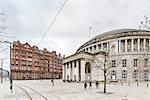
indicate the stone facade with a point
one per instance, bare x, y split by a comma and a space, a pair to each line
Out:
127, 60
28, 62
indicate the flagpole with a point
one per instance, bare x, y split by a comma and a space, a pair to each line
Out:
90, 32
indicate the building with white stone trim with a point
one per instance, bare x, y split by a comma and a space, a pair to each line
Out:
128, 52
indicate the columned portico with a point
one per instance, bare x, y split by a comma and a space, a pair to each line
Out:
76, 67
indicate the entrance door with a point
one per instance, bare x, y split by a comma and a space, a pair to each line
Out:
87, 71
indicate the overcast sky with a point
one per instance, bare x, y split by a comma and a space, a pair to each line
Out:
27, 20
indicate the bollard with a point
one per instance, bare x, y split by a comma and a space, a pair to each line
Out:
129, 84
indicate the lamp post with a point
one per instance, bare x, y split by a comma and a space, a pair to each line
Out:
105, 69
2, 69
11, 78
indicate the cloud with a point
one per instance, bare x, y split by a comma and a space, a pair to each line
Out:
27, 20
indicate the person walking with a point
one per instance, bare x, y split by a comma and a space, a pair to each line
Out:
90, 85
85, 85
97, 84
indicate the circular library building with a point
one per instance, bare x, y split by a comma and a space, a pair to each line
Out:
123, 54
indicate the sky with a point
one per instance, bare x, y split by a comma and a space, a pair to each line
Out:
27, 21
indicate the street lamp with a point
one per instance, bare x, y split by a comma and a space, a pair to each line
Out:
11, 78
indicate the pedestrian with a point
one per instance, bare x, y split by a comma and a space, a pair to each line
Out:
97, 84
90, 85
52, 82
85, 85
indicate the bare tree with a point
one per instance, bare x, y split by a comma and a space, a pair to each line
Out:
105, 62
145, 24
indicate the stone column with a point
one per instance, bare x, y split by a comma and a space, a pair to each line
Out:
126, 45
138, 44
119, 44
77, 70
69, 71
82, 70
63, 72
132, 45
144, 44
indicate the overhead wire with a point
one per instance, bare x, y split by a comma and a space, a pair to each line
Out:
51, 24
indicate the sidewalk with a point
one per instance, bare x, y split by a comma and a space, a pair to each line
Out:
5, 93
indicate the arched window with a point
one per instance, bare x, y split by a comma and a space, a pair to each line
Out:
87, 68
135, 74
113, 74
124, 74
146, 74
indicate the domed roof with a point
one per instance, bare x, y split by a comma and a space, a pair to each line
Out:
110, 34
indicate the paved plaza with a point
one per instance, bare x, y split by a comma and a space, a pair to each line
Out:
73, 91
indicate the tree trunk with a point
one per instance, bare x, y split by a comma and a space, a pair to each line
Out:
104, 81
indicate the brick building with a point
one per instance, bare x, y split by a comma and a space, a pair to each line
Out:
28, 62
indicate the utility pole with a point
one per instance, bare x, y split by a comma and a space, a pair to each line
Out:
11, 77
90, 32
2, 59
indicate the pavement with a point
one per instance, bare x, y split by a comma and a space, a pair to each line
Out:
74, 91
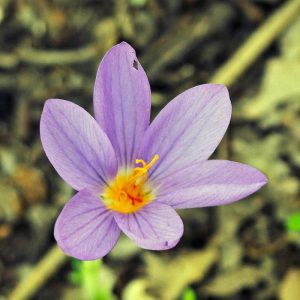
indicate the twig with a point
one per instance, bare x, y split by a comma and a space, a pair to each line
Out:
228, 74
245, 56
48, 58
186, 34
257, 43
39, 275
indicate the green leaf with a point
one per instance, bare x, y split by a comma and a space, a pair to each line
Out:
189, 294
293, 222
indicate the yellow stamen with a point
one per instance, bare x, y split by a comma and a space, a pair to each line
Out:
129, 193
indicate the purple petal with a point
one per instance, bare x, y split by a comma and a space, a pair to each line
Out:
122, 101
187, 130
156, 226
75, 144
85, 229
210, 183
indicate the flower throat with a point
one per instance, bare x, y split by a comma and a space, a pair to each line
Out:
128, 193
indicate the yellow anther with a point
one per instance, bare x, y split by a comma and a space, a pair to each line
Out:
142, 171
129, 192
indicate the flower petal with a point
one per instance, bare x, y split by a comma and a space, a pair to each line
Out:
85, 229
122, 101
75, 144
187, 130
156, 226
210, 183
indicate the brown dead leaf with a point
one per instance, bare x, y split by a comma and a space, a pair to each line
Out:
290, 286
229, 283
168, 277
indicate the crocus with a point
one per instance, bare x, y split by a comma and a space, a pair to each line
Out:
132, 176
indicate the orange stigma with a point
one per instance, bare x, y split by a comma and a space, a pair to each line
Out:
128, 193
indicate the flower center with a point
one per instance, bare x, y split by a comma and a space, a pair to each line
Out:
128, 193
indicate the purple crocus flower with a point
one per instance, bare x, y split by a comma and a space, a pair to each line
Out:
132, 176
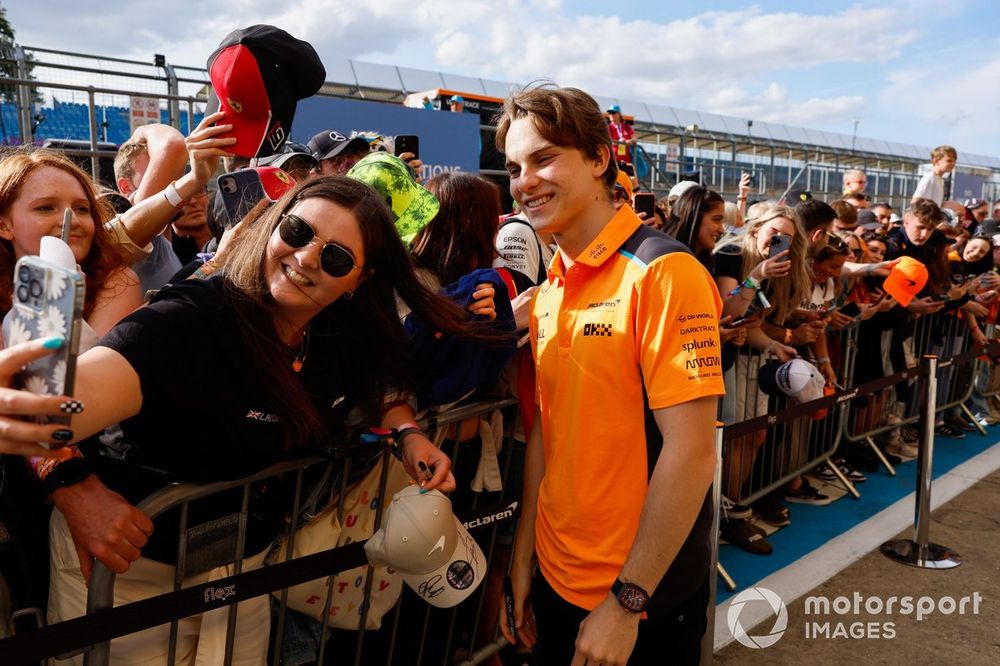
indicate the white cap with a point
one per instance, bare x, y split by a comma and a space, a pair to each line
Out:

**TO DO**: Looking at the records above, extract only the lines from the one with "indicate the brown dead leaf with a point" through the last line, exactly, with the pictures left out.

**TASK RESPONSE**:
indicate the brown dead leaf with a point
one per instance, bare x, y split by a comma and a space, a pair to each line
Out:
290, 286
229, 283
168, 277
indicate the crocus with a point
one per instance, bare x, y split by a comma and a space, a pair to each line
Out:
132, 176
indicate the orange stigma with a point
one per instance, bare x, y split by a comma and a space, a pair to each line
Out:
128, 193
indicate the flower center with a point
one per instance, bare x, y split by a comma and a space, a pair to each line
Out:
128, 193
indicate the purple crocus flower with a point
one per instance, bare x, y split by a comma and a space, a pair to each line
Out:
132, 176
indicate the white cap with a point
one per instance, bare x, y split by a comma and a space, a pair to each line
Out:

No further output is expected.